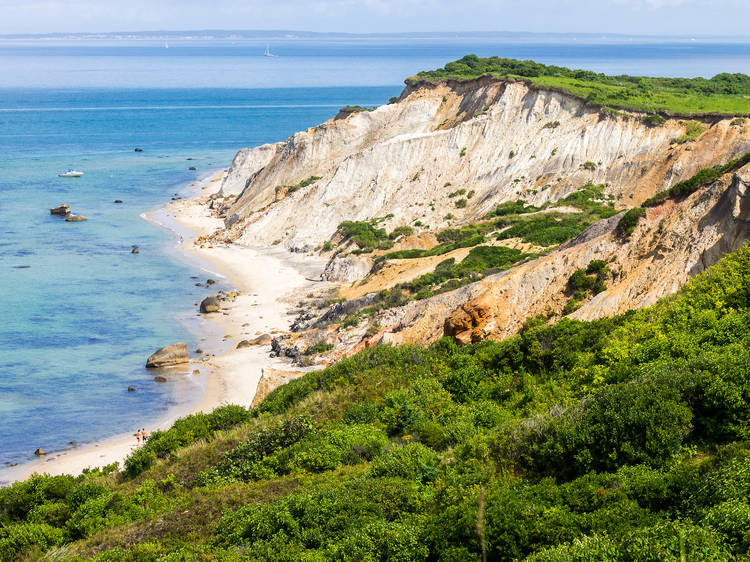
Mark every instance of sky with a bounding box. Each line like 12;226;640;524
1;0;749;37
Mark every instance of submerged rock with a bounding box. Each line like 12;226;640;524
199;296;220;313
34;448;46;456
50;204;70;216
145;342;189;368
65;215;88;222
153;375;168;383
188;166;197;171
134;148;143;152
114;199;123;204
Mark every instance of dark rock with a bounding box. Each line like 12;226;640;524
200;296;221;313
114;199;123;203
154;375;168;383
195;348;203;354
187;157;194;160
34;448;46;456
127;386;136;392
50;204;70;216
131;245;139;254
10;463;17;466
146;342;189;368
134;148;143;152
188;166;197;171
206;278;216;285
65;215;88;222
195;283;202;287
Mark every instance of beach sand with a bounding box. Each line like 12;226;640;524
0;171;327;482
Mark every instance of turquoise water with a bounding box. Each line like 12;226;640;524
1;35;750;472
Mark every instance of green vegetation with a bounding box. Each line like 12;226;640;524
305;342;334;355
459;147;467;157
617;207;646;237
563;259;610;314
672;120;707;144
411;55;750;116
274;175;322;196
582;161;597;171
643;113;667;127
4;246;750;560
455;198;468;208
333;219;414;253
642;150;750;207
542;120;560;129
447;188;466;198
495;183;618;246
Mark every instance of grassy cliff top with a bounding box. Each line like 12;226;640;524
408;54;750;117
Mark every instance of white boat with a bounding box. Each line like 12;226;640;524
59;169;84;177
264;44;275;57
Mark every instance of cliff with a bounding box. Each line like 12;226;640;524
219;77;750;252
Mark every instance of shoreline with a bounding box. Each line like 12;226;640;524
0;171;327;483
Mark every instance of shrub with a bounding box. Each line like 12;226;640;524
643;114;666;127
459;147;467;157
672;120;707;144
455;198;468;208
616;207;646;237
542;120;560;129
582;161;597;171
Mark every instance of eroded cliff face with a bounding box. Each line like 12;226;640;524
220;78;750;252
373;163;750;347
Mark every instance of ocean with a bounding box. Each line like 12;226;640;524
1;34;749;472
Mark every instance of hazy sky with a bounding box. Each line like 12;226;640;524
1;0;749;36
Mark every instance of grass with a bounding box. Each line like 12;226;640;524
274;175;322;196
409;55;750;117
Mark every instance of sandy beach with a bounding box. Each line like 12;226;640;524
0;171;327;483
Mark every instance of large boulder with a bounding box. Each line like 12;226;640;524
50;204;70;216
200;296;221;313
322;256;372;283
146;342;189;368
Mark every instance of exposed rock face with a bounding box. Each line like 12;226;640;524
251;368;305;408
146;342;189;368
236;334;272;348
384;163;750;346
50;204;70;216
200;296;221;313
322;255;372;283
219;78;750;252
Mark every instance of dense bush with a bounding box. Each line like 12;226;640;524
3;246;750;560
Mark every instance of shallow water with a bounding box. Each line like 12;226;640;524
1;34;749;471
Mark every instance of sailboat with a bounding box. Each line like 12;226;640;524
264;44;275;57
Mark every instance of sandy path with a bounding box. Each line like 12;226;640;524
0;171;326;483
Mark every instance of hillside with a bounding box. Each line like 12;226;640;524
3;58;750;560
1;245;750;560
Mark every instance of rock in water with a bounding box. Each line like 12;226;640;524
199;296;220;313
131;245;139;254
50;204;70;216
34;448;46;456
188;166;197;171
65;215;88;222
114;199;123;203
153;375;168;383
127;386;136;392
145;342;189;368
134;148;143;152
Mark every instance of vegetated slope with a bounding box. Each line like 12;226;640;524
2;245;750;560
217;75;750;253
412;54;750;116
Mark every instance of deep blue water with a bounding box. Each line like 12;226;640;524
1;35;750;472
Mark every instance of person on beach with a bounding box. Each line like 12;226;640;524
142;428;149;443
135;429;142;445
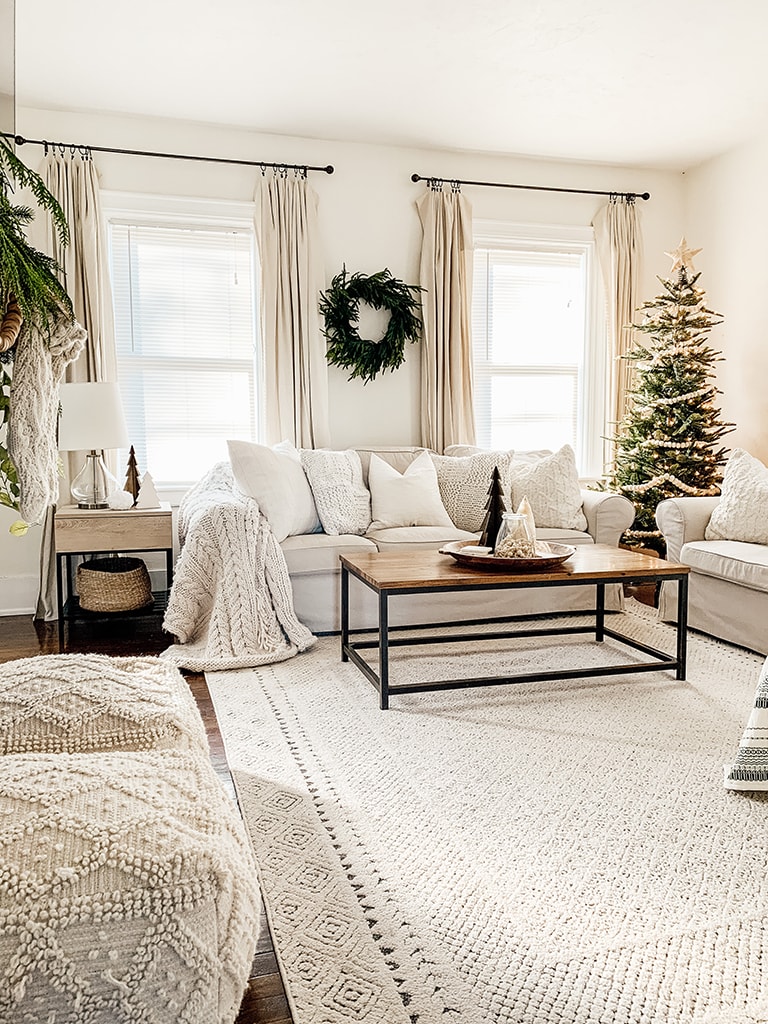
◇ ◇ ◇
[EXERCISE REQUIREMENTS] I'd like the material repeated word for word, without the pictures it holds.

[SOLUTION FOR THIS EXERCISE]
Mark every instance of sky with a bounding box. Each line like 12;226;640;524
1;0;749;37
Mark every instance of submerged rock with a bounding box. Each line like 12;226;640;524
199;296;220;313
34;448;46;456
50;204;70;216
145;342;189;368
65;215;88;222
153;375;168;383
188;166;197;171
134;148;143;152
114;199;123;204
Mark every instance of dark rock with a bounding box. Each line like 12;226;640;524
200;296;221;313
114;199;123;203
154;375;168;383
195;348;203;354
187;157;194;160
34;448;46;456
127;386;136;392
50;204;70;216
131;245;139;254
10;463;17;466
146;342;189;368
134;148;143;152
188;166;197;171
206;278;216;285
65;215;88;222
195;283;202;287
Mark every instance of beach sand with a bounding box. Each line like 12;226;640;524
0;171;327;482
Mark every instance of turquoise water with a bounding box. Each line like 12;226;640;524
1;35;750;472
Mark every instance of green vegetation with a bounding box. Each line like 12;226;640;524
305;342;334;355
459;147;467;157
617;207;646;237
563;259;610;314
672;120;707;144
411;55;750;116
274;175;322;196
582;161;597;171
643;113;667;127
4;246;750;560
455;198;468;208
333;219;414;253
642;150;750;207
542;120;560;129
447;188;466;198
495;183;618;246
Mark every instance of grassy cliff top with a bounding box. Each line like 12;226;640;524
408;54;750;117
Mark every instance of white boat with a bounding box. Each line like 12;226;640;524
59;169;84;177
264;44;275;57
Mark every instance of cliff with a bounding box. Each line like 12;226;640;524
219;77;750;252
Mark every instance of shoreline with a bounding box. Each line like 12;226;640;524
0;171;327;483
Mark every instance of shrub with a bounding box. Each line like 12;226;640;524
643;114;666;127
459;147;467;157
672;120;707;144
455;198;468;208
616;207;646;237
542;120;560;129
582;161;597;171
Mark every instance of eroded cliff face with a bounding box. Each line like 12;226;640;524
220;78;750;252
373;163;750;347
Mark every instance of ocean with a bounding box. Each line like 12;226;640;524
1;34;749;472
Mark every instance of hazy sky with a bounding box. Each line like 12;226;640;524
1;0;749;36
Mark every instance of grass with a bounding box. Each line like 12;226;640;524
274;175;322;196
409;55;750;117
Mark every instance of sandy beach with a bounding box. Each line like 12;226;640;524
0;171;327;483
Mark every instance of large boulder with a bounding box. Each line like 12;226;640;524
50;204;70;216
200;296;221;313
322;256;372;283
146;342;189;368
Mark every instance of exposed rock face with a bounding box. Each line like 12;226;640;524
251;368;305;408
146;342;189;368
236;334;272;348
384;163;750;346
50;204;70;216
200;296;221;313
322;255;372;283
219;78;750;252
Mark every instance of dense bush with a bounding box. Each line like 12;226;640;524
3;246;750;560
Mark every instance of shallow water with a bounding box. Each line like 12;226;640;524
1;34;749;471
Mark every instance of sailboat with a bounding box. Each line like 12;226;640;524
264;44;275;57
Mark every instance of sandy path with a bounding box. Each line like 12;226;640;524
0;171;326;483
Mark every instance of hillside with a bounding box. Each line like 12;226;640;524
3;58;750;560
1;245;750;560
Mark every instance of rock in water with a bounding box. Each line like 12;226;640;524
199;296;220;313
131;245;139;254
50;204;70;216
34;448;46;456
188;166;197;171
65;215;88;222
114;199;123;203
153;375;168;383
127;386;136;392
145;342;189;368
134;148;143;152
Mark every instance of vegetated slope with a bounding box. Each line like 12;226;640;524
2;245;750;560
217;75;750;253
412;54;750;116
Mark every instance of deep blue water with a bounding box. Each line like 12;226;640;524
1;35;750;472
Mark every instance of person on beach with a bounding box. Each line like 12;226;640;524
142;428;149;443
135;429;142;445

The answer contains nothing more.